**TASK TO CARRY OUT**
Copy out the full passage about council member Heaps, word for word and unchanged.

**SOURCE PASSAGE**
---

In a related matter, City Council also decided to reimburse legal fees incurred by Heaps when a group called the Toronto Party for a Better City (TPBC) requested a compliance audit on Heaps' campaign expenses. The audit committee reviewed the expenses and found no evidence of improper financing but the group appealed the decision to a higher court. The legal fees for this process amounted to $45,330. City Council also authorized an additional payment since the reimbursement was deemed a taxable benefit. TPBC and fellow councillor Doug Holyday launched a second legal action to force Heaps to repay the money. Heaps had refused the reimbursement for the defamation lawsuit but still accepted the reimbursement for the compliance audit action, although he played no role in the council meeting where this took place. Instead he chose to excuse himself from the meeting so as not display any interest in the matter. In July 2010, the Divisional Court ruled that City Council had no authority to reimburse Heaps since he was a candidate at the time and not yet a councillor. In August 2010, City Council appealed that decision and went further by declaring the money to be a 'grant' rather than a 'reimbursement'. Mayor David Miller argued that anyone running for office should not be forced into paying large legal fees. He said, "Nobody in this city, unless you're really rich, can afford to run for public office and be subjected to $70,000 in legal fees." In December 2010, the court refused the city's request for an appeal. However, the court did not force Heaps to return the money.

During his time in office, he served as chair of the city's Cycling Advisory Committee and was an architect of much of Toronto's cycling route structure. He also served as chair of Disabilities Issues for Toronto and headed up committees involved in sports related activities such as the 2010 Winter Olympics torch relay and the 2015 Pan American Games. Citing workload issues Heaps declined an offer by Mayor David Miller to sit as a councillor-at-large on the city's powerful executive committee.

---

**DATASET**
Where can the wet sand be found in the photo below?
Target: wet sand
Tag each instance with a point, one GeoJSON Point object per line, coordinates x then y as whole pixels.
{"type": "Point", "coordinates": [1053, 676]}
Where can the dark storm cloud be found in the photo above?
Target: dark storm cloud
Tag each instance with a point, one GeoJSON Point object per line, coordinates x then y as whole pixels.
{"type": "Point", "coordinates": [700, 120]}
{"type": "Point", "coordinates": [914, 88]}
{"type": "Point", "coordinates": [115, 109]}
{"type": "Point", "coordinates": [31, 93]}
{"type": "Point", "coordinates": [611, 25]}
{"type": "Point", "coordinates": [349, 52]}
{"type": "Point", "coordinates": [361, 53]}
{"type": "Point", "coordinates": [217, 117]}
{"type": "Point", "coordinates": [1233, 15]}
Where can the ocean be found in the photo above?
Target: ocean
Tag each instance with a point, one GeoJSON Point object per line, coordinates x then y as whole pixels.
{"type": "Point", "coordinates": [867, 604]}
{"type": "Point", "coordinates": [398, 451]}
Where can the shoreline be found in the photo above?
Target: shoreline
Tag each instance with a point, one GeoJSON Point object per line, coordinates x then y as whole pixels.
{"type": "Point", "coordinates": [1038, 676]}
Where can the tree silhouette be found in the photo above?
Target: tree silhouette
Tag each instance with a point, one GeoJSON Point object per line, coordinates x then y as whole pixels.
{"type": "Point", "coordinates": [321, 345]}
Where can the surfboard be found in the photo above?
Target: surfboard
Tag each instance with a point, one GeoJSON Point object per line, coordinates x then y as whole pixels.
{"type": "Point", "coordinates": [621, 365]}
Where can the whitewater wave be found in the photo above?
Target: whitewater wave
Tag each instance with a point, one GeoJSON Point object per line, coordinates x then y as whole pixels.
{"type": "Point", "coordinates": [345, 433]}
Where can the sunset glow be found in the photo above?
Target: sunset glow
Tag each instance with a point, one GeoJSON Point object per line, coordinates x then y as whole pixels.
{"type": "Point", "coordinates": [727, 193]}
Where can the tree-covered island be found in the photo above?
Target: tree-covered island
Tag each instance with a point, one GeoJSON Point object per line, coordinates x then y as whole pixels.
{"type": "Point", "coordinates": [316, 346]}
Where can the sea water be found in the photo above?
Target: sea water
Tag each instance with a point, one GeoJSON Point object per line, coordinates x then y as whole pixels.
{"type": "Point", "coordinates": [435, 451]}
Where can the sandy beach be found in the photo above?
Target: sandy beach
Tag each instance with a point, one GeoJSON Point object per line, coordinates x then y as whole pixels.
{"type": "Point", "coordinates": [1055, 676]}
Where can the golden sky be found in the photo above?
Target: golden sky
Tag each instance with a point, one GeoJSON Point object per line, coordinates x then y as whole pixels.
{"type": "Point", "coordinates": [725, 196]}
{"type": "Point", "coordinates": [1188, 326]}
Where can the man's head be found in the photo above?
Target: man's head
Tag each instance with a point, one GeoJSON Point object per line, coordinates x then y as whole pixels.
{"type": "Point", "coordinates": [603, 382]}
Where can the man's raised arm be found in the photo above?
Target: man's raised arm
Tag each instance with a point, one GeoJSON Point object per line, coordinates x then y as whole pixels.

---

**TASK ANSWER**
In a related matter, City Council also decided to reimburse legal fees incurred by Heaps when a group called the Toronto Party for a Better City (TPBC) requested a compliance audit on Heaps' campaign expenses. The audit committee reviewed the expenses and found no evidence of improper financing but the group appealed the decision to a higher court. The legal fees for this process amounted to $45,330. City Council also authorized an additional payment since the reimbursement was deemed a taxable benefit. TPBC and fellow councillor Doug Holyday launched a second legal action to force Heaps to repay the money. Heaps had refused the reimbursement for the defamation lawsuit but still accepted the reimbursement for the compliance audit action, although he played no role in the council meeting where this took place. Instead he chose to excuse himself from the meeting so as not display any interest in the matter. In July 2010, the Divisional Court ruled that City Council had no authority to reimburse Heaps since he was a candidate at the time and not yet a councillor. In August 2010, City Council appealed that decision and went further by declaring the money to be a 'grant' rather than a 'reimbursement'. Mayor David Miller argued that anyone running for office should not be forced into paying large legal fees. He said, "Nobody in this city, unless you're really rich, can afford to run for public office and be subjected to $70,000 in legal fees." In December 2010, the court refused the city's request for an appeal. However, the court did not force Heaps to return the money.

During his time in office, he served as chair of the city's Cycling Advisory Committee and was an architect of much of Toronto's cycling route structure. He also served as chair of Disabilities Issues for Toronto and headed up committees involved in sports related activities such as the 2010 Winter Olympics torch relay and the 2015 Pan American Games. Citing workload issues Heaps declined an offer by Mayor David Miller to sit as a councillor-at-large on the city's powerful executive committee.